> _Task to complete_: Only the closing part of the listing is wanted: reproduce exactly the line containing "Supply a picture" and all lines below it.

> _Exercise input_:
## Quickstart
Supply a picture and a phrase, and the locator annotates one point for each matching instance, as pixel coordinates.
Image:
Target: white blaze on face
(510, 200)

> _Reply_:
Supply a picture and a phrase, and the locator annotates one point for each matching instance, as pixel coordinates.
Image:
Target: white blaze on face
(510, 200)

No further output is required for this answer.